▶ **Task prompt**: Extract every line of the records below and reproduce each one verbatim, in its original order.

▶ **The input**:
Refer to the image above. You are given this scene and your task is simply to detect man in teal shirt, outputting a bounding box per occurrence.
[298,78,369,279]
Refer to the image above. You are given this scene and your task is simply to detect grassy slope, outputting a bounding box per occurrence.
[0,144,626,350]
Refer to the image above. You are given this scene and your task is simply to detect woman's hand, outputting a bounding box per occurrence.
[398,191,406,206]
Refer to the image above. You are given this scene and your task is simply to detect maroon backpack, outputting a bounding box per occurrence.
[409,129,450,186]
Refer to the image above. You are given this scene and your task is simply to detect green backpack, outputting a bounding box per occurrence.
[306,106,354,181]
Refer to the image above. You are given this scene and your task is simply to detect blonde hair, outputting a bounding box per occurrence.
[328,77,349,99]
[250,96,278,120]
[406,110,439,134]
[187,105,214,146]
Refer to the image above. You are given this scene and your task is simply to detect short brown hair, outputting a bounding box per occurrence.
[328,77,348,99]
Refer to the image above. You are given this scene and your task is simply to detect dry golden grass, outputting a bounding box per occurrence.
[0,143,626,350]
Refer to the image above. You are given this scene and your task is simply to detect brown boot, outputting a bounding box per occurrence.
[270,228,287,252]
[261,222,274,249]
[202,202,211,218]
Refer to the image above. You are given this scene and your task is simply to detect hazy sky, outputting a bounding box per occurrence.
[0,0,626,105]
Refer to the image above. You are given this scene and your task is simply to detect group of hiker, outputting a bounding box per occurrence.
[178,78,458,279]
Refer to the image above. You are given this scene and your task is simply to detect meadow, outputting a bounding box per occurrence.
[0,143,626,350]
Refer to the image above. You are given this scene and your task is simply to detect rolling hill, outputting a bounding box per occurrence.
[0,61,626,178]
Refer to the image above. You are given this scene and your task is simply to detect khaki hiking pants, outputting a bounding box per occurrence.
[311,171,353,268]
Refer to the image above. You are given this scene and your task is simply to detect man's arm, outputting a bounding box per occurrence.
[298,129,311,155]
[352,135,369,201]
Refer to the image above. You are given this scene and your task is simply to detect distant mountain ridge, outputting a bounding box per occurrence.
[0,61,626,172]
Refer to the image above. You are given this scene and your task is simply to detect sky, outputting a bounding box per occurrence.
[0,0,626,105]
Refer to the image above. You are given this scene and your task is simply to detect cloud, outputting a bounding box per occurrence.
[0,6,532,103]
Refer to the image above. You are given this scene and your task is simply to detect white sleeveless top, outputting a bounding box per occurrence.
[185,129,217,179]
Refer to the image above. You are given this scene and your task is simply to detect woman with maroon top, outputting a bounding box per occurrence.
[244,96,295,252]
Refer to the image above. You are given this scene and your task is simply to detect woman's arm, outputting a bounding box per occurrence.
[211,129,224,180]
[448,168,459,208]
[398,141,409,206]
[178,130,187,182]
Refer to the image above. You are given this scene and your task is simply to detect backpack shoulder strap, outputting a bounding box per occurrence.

▶ **Final result**:
Refer to the image above. You are given this scene and your task is simply to detect man in teal shirt, outputting a bounding box per occurrence.
[298,78,369,279]
Refer to the image above. You are given this scene and your task is simply to detect grassy slope, outputting a bounding box per occurrence.
[0,144,626,350]
Refer to the image above. You are given this scene and your task is simply to detect woman's hand, outputting a bounding box per occurrence.
[398,191,406,206]
Refer to the image above. You are given this scene and your task is simply to detect maroon backpack, outputting a bounding box per occurrence.
[409,129,450,186]
Refer to the image above. You are given this scene and your task is simply to detect green backpack, outputting a bounding box per occurrence.
[306,106,354,181]
Refer to the image above. You are given this scene and your task is simply to detect blonde hair, outputting a bounding box per occurrence.
[328,77,349,99]
[250,96,278,120]
[406,110,439,134]
[187,105,214,146]
Refer to the image above. You are given this scene and your task is simply to detect short brown hair, outputting a bounding box per occurrence.
[328,77,348,99]
Refer to the image above. You are given this scene and your task is simply to detect dry golden grass, outputting a bounding box per occurrence.
[0,143,626,350]
Refer to the image above. You are given this scene and your task is simply to detect brown boot, outputting a bounding box per occurrence.
[270,228,287,252]
[261,222,274,249]
[202,202,211,218]
Refer to the image above. You are given this scene and your task is simply to detect hazy sky, outputting a bounding box per occurrence.
[0,0,626,105]
Refer to the image above. You are given this scene and your task is simply to detect group of hiker, outputting a bounding box per occurrence.
[178,78,458,279]
Refer to the image above. You are given this scene and your task is simply to detect meadow, outputting a bounding box per occurrence.
[0,143,626,350]
Refer to the image above. You are given this scene and your task is simply to detect rolling hill, outputting a bounding box per occurrence.
[0,61,626,178]
Refer to the image above. You are given this scene and your task is simply to detect khaki hiking pants, outputting a bounding box per occurrence.
[311,171,353,268]
Refer to the image above. You are given this scene and your task is simply to detect man's arm, outputting a bounding box per occurrence.
[298,129,311,155]
[352,135,369,201]
Refer to the image above. You are given this scene and your task is simply to detect distant mountain ridge, outputting a bounding box per occurrence.
[0,61,626,172]
Refer to the image above. You are given this scene and your task is simply to detect sky, outputting a bounding box per occurrence.
[0,0,626,105]
Refer to the image above. You are given this scene and your task is simply to detect cloud, outputting a bounding box per occurrence.
[0,6,532,103]
Refer to the image above. You are given this scene and your task is simply to detect white sleeveless top, outputting a bounding box per occurrence.
[185,129,217,179]
Refer to the image above. You are given this scene and your task is simply to detect woman with maroon top, outputting a bounding box per occurrence.
[244,96,295,252]
Refer to the image above. You are given this scene and your task is simply to detect woman's arm, outputting a bounding box per occurrence.
[211,129,224,180]
[448,168,459,208]
[398,141,409,206]
[178,130,187,182]
Refer to the image above. You are given this scene and your task is simply to detect backpack shoulder strap, outputting a bounding box per occurrence.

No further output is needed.